■ EXERCISE DATA ■
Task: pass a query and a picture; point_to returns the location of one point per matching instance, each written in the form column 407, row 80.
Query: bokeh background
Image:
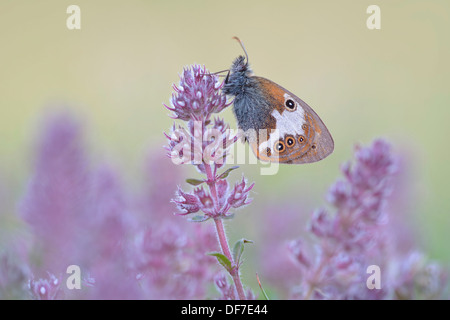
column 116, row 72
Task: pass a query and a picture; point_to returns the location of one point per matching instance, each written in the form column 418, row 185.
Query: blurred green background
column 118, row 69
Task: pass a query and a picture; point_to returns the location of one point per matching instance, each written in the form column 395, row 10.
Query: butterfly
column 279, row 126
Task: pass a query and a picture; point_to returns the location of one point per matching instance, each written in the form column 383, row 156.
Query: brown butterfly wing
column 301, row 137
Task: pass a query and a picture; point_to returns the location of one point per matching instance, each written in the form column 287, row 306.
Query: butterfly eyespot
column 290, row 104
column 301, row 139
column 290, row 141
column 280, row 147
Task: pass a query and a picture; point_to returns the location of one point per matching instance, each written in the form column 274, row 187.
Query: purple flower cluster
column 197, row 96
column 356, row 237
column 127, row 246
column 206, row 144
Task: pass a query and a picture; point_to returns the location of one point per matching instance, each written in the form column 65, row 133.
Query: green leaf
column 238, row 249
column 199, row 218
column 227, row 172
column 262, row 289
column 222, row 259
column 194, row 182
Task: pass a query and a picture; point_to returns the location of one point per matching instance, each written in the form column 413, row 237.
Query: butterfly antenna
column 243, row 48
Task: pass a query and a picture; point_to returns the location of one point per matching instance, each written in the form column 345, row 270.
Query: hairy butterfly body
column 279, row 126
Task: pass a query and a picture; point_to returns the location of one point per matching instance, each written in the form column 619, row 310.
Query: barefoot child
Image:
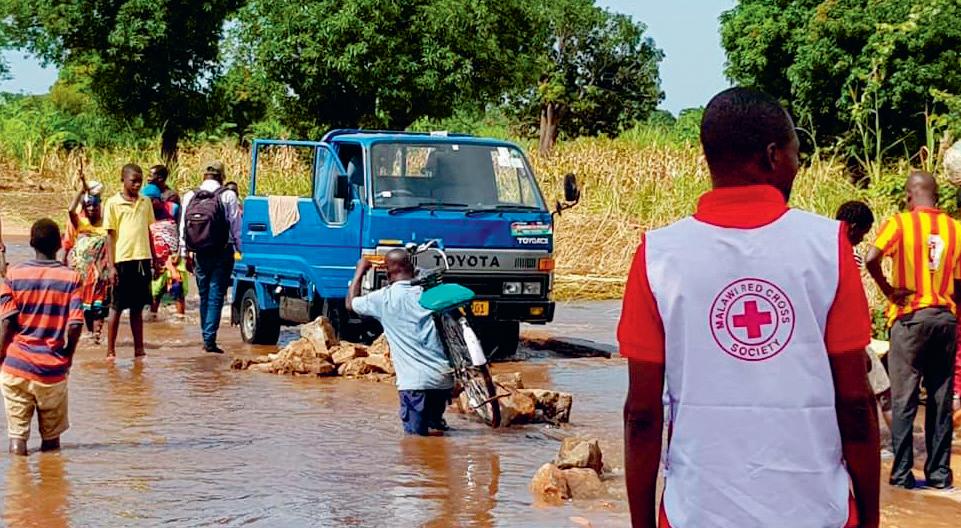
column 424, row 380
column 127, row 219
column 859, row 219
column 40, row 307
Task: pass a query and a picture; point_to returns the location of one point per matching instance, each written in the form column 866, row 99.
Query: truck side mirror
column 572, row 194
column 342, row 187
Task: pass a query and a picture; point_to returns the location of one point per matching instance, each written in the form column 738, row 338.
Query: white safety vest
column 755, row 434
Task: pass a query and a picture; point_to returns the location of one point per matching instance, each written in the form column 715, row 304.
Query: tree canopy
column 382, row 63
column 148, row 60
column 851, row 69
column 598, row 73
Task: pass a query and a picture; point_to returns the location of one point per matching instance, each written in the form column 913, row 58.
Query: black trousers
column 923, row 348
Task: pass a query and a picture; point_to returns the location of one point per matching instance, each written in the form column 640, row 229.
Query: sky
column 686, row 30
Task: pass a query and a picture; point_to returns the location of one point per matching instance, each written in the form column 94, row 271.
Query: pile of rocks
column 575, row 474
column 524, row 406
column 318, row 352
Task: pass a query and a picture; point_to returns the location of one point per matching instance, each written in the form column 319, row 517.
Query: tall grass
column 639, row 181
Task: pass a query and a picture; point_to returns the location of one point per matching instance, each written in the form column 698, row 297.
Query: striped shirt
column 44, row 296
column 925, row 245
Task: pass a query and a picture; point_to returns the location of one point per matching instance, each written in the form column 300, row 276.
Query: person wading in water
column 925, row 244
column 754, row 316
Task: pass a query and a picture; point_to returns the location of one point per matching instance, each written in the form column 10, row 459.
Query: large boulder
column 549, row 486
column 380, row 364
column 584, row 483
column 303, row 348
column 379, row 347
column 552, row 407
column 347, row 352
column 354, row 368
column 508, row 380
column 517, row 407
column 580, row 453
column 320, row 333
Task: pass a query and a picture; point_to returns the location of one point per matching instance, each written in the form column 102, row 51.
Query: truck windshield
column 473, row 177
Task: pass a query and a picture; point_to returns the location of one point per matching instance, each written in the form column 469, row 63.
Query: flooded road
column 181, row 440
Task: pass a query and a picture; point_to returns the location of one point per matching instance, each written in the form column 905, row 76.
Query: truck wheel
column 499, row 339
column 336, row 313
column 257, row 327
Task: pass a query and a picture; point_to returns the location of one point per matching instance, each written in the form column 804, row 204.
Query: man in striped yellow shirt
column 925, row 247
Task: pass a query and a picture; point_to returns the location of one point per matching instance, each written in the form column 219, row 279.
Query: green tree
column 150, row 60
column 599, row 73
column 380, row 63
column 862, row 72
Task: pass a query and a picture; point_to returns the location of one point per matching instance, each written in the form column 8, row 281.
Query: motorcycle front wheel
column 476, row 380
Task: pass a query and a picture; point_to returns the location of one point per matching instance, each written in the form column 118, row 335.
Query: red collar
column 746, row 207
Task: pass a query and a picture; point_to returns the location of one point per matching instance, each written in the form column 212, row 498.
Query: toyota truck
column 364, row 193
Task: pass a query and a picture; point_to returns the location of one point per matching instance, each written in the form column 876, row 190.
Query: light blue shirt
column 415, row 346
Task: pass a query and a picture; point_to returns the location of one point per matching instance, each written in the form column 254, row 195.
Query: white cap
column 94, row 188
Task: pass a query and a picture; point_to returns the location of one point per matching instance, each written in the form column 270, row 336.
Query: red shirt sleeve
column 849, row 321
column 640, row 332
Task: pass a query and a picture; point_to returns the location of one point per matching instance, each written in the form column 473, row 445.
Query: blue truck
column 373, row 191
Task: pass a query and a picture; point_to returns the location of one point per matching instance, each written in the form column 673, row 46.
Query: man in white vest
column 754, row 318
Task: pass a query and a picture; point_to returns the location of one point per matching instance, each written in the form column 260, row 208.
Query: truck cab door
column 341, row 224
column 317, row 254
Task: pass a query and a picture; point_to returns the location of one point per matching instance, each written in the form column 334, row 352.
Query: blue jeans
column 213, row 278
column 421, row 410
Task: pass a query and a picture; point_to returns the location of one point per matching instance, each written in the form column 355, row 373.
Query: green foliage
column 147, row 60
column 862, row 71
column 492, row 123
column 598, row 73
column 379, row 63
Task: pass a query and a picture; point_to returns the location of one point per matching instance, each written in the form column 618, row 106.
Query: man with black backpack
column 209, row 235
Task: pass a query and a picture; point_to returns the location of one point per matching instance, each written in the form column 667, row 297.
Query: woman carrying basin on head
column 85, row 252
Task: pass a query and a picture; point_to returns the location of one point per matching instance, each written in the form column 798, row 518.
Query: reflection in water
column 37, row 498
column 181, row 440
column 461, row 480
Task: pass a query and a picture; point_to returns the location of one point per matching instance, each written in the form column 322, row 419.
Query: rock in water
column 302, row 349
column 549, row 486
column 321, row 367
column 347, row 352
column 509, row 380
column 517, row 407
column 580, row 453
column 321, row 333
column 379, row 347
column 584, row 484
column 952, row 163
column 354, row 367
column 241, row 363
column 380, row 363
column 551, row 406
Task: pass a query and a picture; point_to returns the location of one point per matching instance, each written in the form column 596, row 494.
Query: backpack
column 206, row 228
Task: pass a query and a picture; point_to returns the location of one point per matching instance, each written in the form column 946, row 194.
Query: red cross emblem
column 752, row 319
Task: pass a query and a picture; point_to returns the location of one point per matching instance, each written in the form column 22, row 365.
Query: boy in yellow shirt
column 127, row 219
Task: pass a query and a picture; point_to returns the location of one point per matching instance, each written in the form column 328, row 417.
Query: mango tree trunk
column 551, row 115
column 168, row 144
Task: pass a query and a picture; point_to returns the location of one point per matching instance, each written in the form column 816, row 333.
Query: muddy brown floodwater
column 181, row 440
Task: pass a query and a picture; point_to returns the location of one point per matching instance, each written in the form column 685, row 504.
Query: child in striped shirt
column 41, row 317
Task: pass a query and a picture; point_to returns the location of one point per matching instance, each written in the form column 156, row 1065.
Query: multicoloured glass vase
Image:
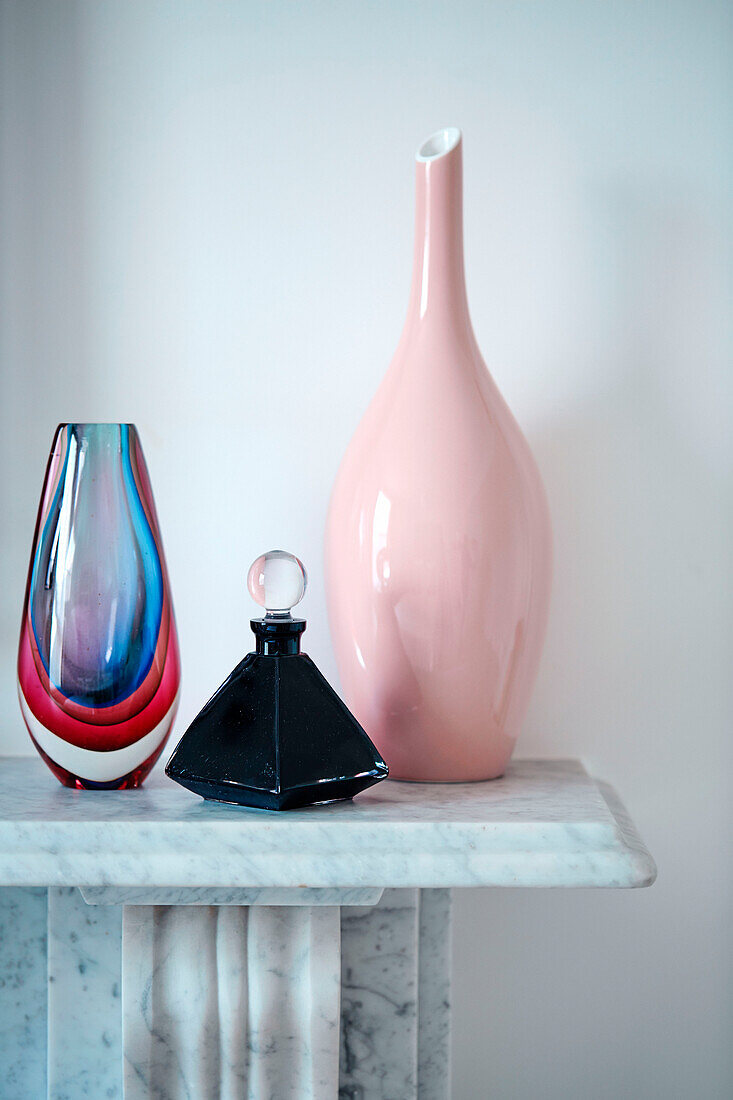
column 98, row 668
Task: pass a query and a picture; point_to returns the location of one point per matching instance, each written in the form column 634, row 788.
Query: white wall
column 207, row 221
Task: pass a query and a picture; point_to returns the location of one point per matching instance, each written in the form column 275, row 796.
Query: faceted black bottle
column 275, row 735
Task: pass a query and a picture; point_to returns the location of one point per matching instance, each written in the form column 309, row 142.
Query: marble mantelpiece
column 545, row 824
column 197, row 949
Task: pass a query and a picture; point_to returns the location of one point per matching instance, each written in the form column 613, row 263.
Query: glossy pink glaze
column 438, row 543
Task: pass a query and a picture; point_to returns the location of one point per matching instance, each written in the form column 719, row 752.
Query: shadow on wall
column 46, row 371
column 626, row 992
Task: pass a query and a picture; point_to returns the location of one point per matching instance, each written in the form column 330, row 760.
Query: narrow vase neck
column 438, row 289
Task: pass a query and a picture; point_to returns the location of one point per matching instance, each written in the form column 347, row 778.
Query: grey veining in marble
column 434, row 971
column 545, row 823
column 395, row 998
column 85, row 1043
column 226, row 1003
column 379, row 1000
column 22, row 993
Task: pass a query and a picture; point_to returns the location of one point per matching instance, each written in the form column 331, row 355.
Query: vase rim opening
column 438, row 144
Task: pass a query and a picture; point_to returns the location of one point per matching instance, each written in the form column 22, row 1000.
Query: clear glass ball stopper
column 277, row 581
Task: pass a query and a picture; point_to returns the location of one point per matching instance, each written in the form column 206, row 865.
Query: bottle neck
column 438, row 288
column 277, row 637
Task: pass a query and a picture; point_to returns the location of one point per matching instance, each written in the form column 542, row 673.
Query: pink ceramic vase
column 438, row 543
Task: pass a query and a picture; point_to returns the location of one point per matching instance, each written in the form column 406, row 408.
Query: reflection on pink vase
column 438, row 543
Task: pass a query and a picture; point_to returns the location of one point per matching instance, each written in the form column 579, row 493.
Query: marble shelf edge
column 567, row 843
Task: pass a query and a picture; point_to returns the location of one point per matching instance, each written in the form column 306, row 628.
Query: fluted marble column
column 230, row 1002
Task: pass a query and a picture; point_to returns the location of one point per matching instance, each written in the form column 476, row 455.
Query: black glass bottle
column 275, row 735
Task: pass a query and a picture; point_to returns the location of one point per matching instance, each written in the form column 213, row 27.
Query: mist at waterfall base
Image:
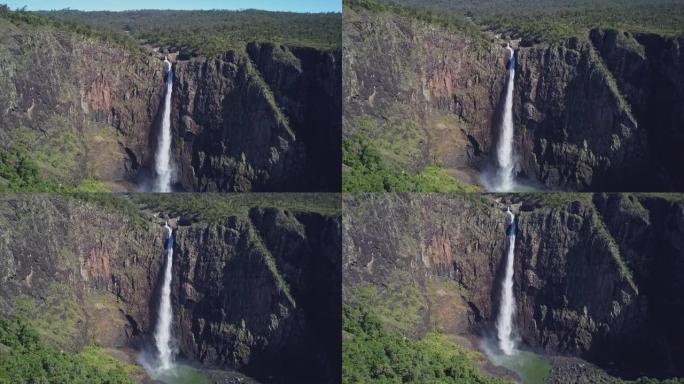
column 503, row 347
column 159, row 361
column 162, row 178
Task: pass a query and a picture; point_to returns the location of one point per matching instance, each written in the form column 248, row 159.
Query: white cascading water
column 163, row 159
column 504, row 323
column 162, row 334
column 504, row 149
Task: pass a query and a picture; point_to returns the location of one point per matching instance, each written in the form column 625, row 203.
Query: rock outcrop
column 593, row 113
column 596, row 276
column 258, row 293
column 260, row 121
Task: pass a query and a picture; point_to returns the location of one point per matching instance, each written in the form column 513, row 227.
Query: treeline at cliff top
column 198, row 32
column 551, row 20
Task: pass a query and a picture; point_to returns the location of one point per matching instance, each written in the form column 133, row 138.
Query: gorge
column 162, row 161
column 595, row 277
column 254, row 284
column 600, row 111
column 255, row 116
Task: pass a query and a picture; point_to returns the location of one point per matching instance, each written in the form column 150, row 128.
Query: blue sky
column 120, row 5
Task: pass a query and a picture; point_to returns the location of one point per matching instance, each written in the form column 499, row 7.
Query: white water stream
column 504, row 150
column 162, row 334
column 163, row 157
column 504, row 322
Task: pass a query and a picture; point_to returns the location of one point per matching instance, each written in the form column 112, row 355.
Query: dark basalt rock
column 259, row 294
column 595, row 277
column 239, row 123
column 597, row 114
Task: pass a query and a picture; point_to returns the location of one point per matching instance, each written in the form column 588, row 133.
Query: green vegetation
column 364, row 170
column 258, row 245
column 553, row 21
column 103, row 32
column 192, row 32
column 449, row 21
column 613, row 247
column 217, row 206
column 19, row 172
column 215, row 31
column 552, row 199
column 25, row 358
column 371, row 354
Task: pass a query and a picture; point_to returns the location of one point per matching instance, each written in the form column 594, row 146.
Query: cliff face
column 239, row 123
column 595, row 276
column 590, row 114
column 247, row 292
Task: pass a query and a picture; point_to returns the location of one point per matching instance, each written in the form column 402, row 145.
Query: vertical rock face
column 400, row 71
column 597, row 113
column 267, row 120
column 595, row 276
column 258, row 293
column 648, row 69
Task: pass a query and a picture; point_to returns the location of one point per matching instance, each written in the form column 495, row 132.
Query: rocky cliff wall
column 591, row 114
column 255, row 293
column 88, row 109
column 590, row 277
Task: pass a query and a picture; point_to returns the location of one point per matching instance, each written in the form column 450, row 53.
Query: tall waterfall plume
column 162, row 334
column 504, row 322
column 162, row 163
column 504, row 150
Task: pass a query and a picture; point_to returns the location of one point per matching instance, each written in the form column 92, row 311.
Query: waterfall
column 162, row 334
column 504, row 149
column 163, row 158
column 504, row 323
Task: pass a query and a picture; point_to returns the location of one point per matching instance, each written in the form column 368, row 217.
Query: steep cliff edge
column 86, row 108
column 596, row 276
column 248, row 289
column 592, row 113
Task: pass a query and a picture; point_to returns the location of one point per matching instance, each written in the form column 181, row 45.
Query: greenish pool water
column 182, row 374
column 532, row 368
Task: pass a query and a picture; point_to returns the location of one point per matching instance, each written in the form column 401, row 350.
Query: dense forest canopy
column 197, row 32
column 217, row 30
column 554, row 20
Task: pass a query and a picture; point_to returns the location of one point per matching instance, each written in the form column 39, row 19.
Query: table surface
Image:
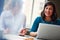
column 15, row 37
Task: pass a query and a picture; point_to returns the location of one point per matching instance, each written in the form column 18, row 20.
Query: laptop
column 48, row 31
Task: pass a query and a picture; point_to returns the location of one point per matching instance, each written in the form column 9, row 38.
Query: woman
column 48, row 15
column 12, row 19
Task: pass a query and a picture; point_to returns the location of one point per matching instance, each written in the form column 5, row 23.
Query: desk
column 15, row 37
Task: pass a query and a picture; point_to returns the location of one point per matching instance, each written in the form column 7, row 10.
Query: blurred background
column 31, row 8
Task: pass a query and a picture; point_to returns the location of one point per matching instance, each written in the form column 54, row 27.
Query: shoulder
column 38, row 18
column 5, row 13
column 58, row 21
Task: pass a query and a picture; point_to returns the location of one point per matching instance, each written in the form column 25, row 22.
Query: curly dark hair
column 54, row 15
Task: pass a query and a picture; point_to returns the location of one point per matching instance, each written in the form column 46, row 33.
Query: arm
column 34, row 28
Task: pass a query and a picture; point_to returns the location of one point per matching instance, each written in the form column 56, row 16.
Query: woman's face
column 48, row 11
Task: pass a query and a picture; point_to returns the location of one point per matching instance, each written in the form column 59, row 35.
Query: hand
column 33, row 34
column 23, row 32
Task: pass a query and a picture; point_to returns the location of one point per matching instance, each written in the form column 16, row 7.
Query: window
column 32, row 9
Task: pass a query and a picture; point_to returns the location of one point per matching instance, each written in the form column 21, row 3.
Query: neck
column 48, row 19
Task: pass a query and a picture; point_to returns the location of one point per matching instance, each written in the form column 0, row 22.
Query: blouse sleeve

■ JOB ■
Rewrite as a JSON list of strings, one string per line with blank lines left out, the lines of the records from the line containing "column 0, row 22." through the end of the records.

■ FULL OUTPUT ■
[
  "Task: pass a query and a picture; point_to returns the location of one point per matching instance, each written in the form column 0, row 22.",
  "Query: blouse sleeve"
]